Reproduce exactly the lines of the material beneath, from the line that contains "Reviewer note: confirm that each instance of the girl's fingers" to the line that contains "Reviewer note: confirm that each instance of the girl's shoulder", both included, and no other lines.

|---|

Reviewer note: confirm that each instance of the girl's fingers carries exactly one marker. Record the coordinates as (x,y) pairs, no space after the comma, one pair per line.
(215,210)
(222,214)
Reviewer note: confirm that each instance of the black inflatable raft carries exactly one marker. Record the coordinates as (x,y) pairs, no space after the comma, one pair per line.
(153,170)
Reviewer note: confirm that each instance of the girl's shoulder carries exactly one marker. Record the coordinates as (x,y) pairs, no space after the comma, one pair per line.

|---|

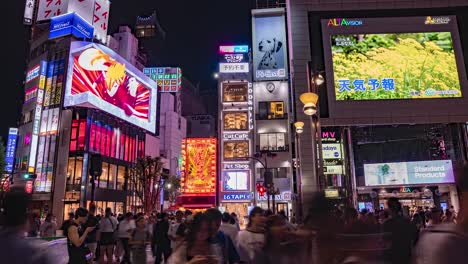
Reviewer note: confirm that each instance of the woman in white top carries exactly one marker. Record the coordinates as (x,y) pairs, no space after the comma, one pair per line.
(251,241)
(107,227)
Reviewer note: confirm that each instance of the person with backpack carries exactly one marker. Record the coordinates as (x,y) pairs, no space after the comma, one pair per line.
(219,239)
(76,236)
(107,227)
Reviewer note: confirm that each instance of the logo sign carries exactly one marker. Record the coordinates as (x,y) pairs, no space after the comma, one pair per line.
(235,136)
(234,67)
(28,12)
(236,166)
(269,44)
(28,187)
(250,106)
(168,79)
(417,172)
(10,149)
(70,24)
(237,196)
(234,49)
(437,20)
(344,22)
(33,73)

|---|

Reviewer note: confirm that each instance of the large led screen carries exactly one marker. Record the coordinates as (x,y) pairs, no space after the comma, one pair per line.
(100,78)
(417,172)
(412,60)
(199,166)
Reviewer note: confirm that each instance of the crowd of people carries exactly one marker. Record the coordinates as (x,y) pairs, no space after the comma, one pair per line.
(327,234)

|---|

Solution to the exercise:
Reviewer note: confirm that each instance of the girl's fingers carries exactly one marker. Record the coordinates as (x,y) pairs, no space after the comma, one pair per line.
(215,210)
(222,214)
Reviewer note: confirm that each instance of the black inflatable raft carries exactly one marker. Record the coordinates as (x,y) pairs, no space after the comma, one pair per line.
(153,170)
Reviewer note: confirm that each instance of the girl's shoulder carries exactly one marker. Record the coordinates as (x,y) pairs, no space after the comma, one pair per line.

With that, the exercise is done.